All that is wanted is a word-for-word copy of the data from its first line to the line containing "column 395, row 115", both included.

Start of Provided data

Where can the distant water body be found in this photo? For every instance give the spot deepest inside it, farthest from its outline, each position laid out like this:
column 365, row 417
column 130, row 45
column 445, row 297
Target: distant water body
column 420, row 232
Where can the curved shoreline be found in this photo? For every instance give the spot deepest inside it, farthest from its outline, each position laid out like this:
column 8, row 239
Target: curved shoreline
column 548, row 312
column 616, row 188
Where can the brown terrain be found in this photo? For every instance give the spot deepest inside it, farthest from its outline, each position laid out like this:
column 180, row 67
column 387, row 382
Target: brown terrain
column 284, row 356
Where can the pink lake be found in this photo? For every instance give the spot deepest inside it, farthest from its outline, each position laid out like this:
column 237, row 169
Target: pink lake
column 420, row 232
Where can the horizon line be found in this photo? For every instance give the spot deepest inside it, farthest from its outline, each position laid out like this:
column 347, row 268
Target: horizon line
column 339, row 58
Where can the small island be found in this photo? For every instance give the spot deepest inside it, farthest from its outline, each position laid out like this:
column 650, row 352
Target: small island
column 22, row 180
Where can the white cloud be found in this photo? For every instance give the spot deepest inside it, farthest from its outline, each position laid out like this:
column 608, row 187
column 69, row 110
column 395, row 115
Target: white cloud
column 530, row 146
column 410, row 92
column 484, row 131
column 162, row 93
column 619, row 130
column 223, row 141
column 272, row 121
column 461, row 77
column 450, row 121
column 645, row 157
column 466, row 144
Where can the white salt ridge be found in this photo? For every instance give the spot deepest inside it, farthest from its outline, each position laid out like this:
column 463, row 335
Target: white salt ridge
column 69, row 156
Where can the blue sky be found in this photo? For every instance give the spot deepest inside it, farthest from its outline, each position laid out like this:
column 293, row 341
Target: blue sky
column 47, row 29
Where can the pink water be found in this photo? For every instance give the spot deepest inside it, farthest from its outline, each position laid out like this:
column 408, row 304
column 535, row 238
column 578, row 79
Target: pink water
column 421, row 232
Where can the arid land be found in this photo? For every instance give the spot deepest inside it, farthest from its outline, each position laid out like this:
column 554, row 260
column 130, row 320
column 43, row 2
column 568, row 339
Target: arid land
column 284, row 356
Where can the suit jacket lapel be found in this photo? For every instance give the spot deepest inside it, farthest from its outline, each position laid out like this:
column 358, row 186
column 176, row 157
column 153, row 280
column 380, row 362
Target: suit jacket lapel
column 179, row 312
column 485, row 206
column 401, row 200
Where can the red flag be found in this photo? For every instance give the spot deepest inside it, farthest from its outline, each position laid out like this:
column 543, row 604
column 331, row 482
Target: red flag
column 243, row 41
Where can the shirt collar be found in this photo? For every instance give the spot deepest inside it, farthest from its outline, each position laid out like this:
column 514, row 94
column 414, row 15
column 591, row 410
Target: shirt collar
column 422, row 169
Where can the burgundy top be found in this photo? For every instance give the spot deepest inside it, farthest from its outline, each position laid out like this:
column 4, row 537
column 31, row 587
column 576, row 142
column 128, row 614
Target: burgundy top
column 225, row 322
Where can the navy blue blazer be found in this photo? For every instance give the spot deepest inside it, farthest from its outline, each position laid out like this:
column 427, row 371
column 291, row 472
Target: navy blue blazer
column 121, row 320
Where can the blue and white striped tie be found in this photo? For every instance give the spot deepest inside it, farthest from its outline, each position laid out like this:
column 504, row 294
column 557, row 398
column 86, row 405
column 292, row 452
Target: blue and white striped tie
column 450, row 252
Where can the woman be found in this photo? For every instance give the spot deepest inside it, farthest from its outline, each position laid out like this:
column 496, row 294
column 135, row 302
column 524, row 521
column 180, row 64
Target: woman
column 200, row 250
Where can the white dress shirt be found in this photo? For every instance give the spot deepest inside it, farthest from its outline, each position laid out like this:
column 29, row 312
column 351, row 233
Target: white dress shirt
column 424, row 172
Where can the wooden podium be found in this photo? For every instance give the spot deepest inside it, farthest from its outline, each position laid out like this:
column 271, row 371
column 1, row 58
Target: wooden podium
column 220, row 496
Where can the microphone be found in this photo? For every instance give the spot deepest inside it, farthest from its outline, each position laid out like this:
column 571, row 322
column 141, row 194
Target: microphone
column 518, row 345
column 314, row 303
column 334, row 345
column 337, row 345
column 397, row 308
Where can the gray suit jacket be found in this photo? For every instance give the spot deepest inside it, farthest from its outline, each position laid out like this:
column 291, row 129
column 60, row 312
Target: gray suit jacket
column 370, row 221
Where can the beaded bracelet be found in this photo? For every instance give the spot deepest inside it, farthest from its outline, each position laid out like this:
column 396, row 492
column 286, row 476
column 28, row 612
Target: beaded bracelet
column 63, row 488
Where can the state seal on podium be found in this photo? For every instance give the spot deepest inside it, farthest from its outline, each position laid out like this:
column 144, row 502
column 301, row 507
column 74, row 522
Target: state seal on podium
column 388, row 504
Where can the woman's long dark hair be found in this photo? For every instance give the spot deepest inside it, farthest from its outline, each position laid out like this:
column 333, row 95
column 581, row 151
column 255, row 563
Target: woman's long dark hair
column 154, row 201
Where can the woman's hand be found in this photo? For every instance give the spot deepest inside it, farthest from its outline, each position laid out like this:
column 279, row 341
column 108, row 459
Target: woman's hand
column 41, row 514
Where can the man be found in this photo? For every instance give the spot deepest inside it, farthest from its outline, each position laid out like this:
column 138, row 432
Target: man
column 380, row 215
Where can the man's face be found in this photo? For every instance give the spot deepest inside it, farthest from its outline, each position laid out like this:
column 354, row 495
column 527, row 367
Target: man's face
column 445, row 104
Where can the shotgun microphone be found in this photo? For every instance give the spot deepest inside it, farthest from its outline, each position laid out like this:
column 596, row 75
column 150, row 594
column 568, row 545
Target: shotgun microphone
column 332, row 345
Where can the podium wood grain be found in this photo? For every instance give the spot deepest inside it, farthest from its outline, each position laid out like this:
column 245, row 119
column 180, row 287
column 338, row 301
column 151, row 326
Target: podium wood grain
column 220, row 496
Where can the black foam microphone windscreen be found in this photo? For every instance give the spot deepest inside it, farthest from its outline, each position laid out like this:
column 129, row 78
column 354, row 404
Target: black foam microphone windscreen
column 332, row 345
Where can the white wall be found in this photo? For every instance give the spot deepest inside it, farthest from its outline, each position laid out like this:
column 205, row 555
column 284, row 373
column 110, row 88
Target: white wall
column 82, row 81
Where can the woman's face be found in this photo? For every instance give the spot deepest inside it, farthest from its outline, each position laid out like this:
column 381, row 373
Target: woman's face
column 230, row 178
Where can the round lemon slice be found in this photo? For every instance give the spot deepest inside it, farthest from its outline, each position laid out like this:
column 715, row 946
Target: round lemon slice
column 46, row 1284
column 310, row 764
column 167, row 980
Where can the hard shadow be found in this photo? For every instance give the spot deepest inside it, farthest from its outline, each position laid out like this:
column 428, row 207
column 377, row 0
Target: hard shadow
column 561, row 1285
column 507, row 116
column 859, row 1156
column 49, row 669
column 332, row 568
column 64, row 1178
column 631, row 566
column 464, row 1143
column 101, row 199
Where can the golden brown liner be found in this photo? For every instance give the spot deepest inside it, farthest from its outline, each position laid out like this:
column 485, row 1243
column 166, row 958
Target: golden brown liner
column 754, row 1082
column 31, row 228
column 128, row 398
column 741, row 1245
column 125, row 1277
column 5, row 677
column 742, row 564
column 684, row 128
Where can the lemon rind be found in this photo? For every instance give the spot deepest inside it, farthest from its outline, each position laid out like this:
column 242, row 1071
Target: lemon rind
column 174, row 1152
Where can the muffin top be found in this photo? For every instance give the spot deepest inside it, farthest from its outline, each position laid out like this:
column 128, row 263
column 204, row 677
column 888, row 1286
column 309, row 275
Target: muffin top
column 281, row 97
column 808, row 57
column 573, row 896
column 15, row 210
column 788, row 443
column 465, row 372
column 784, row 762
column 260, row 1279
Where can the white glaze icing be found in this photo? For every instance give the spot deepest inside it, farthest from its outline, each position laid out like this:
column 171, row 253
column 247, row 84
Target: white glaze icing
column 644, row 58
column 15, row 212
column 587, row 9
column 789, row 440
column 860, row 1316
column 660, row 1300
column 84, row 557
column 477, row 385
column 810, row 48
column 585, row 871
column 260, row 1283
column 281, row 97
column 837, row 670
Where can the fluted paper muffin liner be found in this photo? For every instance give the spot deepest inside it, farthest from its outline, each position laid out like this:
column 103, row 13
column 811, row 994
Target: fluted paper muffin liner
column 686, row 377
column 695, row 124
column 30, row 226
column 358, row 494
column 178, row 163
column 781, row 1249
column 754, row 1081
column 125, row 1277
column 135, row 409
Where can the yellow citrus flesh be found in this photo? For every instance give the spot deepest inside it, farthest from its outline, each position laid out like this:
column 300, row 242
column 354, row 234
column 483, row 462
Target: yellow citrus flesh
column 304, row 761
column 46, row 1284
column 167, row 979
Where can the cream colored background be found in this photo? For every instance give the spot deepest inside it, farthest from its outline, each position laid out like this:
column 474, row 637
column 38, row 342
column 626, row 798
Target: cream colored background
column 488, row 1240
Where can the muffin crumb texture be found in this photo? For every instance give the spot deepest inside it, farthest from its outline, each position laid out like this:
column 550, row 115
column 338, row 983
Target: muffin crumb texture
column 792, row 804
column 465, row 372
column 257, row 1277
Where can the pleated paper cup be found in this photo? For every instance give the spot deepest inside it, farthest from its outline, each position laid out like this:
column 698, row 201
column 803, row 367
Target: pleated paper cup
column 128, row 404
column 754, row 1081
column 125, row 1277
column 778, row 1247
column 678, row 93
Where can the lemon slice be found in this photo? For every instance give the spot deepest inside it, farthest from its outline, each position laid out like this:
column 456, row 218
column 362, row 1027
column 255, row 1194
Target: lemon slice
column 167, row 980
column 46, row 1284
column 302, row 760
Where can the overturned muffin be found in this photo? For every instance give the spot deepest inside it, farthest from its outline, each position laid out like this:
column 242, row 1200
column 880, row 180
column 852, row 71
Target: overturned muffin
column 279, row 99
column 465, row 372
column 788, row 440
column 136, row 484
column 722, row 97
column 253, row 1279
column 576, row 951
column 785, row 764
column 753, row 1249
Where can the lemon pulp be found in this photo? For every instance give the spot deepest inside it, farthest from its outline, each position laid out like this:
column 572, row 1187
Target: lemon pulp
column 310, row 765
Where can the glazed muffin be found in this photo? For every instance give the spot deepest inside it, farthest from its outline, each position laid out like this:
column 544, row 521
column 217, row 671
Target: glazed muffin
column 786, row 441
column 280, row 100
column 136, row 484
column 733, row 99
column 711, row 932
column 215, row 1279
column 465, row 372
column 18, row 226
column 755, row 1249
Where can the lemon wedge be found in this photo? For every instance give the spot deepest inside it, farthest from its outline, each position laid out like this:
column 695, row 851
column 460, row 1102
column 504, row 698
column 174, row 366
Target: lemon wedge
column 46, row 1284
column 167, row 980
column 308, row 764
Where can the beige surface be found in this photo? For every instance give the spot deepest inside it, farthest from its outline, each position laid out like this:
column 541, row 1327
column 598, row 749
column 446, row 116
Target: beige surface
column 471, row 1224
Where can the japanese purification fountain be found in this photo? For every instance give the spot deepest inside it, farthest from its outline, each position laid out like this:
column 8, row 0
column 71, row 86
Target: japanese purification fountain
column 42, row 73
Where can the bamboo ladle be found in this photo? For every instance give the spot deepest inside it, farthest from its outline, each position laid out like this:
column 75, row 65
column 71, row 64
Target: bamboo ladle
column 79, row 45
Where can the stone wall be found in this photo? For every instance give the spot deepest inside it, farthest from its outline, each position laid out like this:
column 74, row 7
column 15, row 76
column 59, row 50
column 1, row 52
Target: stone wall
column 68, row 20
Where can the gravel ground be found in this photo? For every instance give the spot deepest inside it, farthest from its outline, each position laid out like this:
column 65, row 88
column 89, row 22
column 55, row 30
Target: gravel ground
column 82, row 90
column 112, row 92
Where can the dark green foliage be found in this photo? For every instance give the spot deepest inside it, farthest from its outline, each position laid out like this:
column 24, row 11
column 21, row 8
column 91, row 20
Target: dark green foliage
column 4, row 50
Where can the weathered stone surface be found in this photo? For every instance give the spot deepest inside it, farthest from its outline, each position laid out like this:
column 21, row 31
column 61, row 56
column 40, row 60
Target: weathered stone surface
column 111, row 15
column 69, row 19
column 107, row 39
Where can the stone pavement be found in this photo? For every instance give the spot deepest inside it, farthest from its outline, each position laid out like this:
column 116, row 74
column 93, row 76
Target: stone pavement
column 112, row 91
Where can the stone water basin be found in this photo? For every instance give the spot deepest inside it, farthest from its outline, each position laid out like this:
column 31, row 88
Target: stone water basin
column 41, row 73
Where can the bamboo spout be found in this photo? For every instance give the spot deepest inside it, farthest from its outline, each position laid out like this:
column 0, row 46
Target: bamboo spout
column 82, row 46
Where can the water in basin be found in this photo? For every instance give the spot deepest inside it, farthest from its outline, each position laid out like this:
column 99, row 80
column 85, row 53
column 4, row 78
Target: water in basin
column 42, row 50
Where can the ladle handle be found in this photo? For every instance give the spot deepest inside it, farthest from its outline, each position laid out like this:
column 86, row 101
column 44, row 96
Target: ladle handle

End of Provided data

Answer to this task:
Where can the distant water body be found in this photo? For every instance give the spot deepest inside it, farthest from its outline, each position laid out like this:
column 365, row 417
column 130, row 45
column 445, row 297
Target: distant water body
column 420, row 232
Where can the curved shoreline be found in this photo? For every instance give the spot deepest inside it, farthest from its outline, each position laid out like this:
column 8, row 239
Target: curved shoreline
column 548, row 312
column 616, row 188
Where can the brown terrain be found in this photo? For every instance give the spot deepest inside it, farthest from its outline, each position laid out like this:
column 180, row 67
column 387, row 382
Target: brown terrain
column 284, row 356
Where can the pink lake be found in this photo? For every instance give the spot deepest inside it, farthest from its outline, each position laid out like this:
column 237, row 169
Target: pink lake
column 420, row 232
Where can the horizon line be found in this photo? For every instance give the spot deepest inside it, farthest from its outline, each position laid out like this:
column 347, row 268
Target: horizon line
column 339, row 58
Where can the small island be found in this photo? For every instance give the spot deepest inside it, farthest from its outline, each position laid out like this:
column 650, row 352
Target: small island
column 22, row 180
Where can the white cloud be found in this photo? For every instance give the spot deepest inside it, farthest from its outline, each position laid out like this:
column 608, row 187
column 69, row 110
column 395, row 115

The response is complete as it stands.